=== Verilen Metin ===
08 OCAK, CUMA, 2016

Bu Bir Gelecek Çağrısı mı ?

2012 yılında Tophane'de açılan mekânıyla bölgenin en dinamik galerisi haline gelen Mixer, Sıraselviler Caddesinin başına taşıdığı yeni mekânını “Nonlinear Future” sergisiyle açtı. Serhat Cacekli'nin küratörlüğünü yaptığı sergi hem Mixer'in düzenli çalıştığı sanatçılara yönelttiği bir gelecek çağrısı, hem de yaşanılan ve (üzerinde iş ürettiğimiz) mekânlara dair bir sorgulama niteliği taşıyor.

Bu Bir Gelecek Çağrısı mı ?

Edisyonlu işler üzerinden Türkiye’deki ulaşılabilir sanat kavramının yayılması için çalışan Mixer yeni mekânını da klasikleşen Editions bölümünden bir seçkiyle açıyor. Yeni mekânın ilk süreli sergisi “Nonlinear Future” ise galerinin sergilerinde devamlı olarak sorguladığı kavramlar üzerinden ilerliyor.
=== Sağlanan Bilgiler ===
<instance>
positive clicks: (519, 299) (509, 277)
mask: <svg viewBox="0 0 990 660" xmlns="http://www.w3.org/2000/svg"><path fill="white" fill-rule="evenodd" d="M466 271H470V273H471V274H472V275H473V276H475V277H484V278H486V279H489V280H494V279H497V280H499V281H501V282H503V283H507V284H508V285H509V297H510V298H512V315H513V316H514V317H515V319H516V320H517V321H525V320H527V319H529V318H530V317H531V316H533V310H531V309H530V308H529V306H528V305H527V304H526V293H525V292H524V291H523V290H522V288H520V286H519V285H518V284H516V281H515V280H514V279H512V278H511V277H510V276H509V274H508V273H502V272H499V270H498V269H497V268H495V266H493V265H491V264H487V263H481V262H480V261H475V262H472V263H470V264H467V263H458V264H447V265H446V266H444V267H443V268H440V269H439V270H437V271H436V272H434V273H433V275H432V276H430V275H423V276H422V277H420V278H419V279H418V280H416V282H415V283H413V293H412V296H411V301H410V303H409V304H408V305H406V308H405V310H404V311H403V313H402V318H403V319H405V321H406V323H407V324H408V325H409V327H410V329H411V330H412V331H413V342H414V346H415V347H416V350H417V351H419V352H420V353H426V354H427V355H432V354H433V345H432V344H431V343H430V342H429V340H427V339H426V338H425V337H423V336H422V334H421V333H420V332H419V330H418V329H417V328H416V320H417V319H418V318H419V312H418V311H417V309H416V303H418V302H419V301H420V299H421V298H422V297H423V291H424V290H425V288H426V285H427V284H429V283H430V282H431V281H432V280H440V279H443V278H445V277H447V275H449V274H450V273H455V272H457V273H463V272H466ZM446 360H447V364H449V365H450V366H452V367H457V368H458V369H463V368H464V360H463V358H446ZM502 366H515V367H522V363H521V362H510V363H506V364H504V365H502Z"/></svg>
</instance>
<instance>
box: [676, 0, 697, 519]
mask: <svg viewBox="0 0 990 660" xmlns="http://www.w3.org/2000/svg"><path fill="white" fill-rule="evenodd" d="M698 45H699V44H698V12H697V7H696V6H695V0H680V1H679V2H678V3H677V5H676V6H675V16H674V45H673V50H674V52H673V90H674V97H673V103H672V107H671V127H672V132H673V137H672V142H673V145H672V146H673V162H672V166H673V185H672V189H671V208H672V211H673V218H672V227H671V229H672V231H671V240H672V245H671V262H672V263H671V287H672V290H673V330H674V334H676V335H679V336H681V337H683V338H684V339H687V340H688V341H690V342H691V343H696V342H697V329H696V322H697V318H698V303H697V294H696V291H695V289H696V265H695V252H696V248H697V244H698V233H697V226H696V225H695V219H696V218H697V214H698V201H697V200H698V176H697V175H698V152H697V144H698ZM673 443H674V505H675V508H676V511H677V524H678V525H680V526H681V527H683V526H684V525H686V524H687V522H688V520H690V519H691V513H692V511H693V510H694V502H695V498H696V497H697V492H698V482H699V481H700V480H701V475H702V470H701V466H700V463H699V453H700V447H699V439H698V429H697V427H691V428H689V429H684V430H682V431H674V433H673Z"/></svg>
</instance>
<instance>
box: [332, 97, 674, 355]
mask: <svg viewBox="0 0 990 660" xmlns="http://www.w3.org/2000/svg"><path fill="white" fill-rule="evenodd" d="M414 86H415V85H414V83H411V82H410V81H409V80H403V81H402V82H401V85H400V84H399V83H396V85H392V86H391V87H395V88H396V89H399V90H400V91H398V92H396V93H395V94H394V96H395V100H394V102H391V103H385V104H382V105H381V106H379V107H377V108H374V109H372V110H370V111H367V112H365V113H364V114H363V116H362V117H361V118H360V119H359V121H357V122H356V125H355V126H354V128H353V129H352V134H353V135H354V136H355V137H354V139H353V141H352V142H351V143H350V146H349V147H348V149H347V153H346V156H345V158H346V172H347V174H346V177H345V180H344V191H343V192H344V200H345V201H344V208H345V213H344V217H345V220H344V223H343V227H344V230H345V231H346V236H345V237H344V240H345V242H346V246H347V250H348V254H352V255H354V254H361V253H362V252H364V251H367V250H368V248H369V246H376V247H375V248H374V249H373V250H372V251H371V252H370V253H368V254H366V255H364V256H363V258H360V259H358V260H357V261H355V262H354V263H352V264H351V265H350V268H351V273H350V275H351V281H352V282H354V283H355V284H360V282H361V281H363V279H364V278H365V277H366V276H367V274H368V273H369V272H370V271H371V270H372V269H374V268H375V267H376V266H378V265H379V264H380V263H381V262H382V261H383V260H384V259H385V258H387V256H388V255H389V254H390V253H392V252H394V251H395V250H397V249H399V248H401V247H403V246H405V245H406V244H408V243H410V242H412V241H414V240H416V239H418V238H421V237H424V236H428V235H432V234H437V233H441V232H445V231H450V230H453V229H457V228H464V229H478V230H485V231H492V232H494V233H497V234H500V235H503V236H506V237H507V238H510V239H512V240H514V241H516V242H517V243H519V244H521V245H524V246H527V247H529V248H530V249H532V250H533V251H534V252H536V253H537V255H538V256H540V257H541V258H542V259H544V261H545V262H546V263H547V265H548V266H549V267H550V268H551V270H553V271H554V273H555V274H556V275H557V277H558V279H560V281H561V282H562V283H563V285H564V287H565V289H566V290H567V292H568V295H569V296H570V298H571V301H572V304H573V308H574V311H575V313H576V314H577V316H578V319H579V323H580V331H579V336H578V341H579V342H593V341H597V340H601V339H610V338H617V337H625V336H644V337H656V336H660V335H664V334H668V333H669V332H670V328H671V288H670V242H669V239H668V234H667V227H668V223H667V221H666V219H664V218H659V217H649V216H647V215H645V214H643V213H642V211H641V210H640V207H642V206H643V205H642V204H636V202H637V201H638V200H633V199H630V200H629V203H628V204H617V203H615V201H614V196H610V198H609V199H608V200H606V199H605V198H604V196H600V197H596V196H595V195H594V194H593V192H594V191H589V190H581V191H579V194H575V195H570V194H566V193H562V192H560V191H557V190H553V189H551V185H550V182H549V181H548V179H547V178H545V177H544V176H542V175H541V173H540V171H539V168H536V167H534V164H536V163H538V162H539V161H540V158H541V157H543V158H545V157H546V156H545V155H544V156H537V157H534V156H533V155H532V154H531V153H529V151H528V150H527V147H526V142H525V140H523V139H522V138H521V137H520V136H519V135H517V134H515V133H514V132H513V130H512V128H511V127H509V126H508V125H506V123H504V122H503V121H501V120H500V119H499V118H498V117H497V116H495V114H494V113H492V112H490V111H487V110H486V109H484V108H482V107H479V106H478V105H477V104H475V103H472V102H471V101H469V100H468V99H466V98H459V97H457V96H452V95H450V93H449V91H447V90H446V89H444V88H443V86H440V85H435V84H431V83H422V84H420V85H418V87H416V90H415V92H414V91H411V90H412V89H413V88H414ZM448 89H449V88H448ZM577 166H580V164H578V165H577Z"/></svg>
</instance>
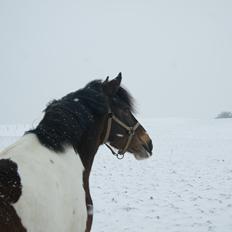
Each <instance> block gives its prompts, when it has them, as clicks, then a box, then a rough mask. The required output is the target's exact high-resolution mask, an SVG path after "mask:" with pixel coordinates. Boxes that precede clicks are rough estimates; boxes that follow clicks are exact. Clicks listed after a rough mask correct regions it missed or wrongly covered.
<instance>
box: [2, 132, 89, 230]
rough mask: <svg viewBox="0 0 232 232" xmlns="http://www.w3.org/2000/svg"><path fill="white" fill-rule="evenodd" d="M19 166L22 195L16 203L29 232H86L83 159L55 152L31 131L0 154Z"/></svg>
mask: <svg viewBox="0 0 232 232" xmlns="http://www.w3.org/2000/svg"><path fill="white" fill-rule="evenodd" d="M0 158H5V159H6V158H10V159H11V160H13V161H14V162H16V163H17V165H18V172H19V175H20V177H21V183H22V195H21V197H20V199H19V200H18V202H16V203H15V204H14V208H15V209H16V211H17V214H18V215H19V217H20V218H21V220H22V224H23V225H24V226H25V228H26V229H27V231H31V232H84V231H85V227H86V220H87V209H86V203H85V191H84V188H83V179H82V175H83V170H84V167H83V165H82V162H81V159H80V157H79V155H78V154H76V153H75V152H74V150H73V149H72V148H71V147H70V148H67V149H66V151H65V153H55V152H52V151H51V150H49V149H47V148H46V147H44V146H42V145H41V144H40V143H39V141H38V139H37V137H36V135H34V134H28V135H25V136H23V137H22V138H21V139H20V140H19V141H18V142H16V143H15V144H13V145H11V146H10V147H8V148H7V149H5V150H4V151H3V152H1V153H0Z"/></svg>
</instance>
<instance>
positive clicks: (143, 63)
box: [0, 0, 232, 123]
===
-- İstenen Görevler --
**1.** Mixer galerisinin yeni mekânını anlatan metne göre aşağıdaki ifadelerin her biri doğru mu? Her biri için evet ya da hayır deyin ve kararı belirleyen ifadeyi metinden aynen alıntılayın.
(a) Mixer'in yeni mekânı Sıraselviler Caddesi'nin başında yer alıyor.
(b) "Nonlinear Future" sergisinin küratörü Serhat Cacekli'dir.
(c) Mixer ilk mekânını 2014 yılında Tophane'de açmıştır.
**2.** Mixer galerisinin yeni mekânını anlatan metni son cümlesinden sonra devam ettirerek genişletin.

-- Görev Sonuçları --
**1.**
(a) Evet: “Sıraselviler Caddesinin başına taşıdığı yeni mekânını”
(b) Evet: “Serhat Cacekli'nin küratörlüğünü yaptığı sergi”
(c) Hayır: “2012 yılında Tophane'de açılan mekânıyla”

**2.**
Serginin girişinde izleyiciyi Çağrı Saray'ın Damiel serisinden radyo istasyonu ve aynı seriden sürgünde Melekler çizimleri karşılıyor. Win Wenders'in Berlin Üzerinde Gökyüzü filminden esinle hazırlanan seri klasikleşmiş distopik gelecek fikrine referans vererek sergiye dair bir çerçeve çizmiş oluyor. Hemen yanında ise Bedia Ekiz'in Zaman isimli işi serginin tek pentürü olarak yer alıyor. Kentin ve doğanın bugünkü değişim sürecine dair söyledikleriyle gelecekle bugün arasında bağ kuruyor. Bir anlamda diğer işlerdeki distopik gelecek tasavvurlarının bugünden nasıl bağladığına dair bir vurgu yapmış oluyor.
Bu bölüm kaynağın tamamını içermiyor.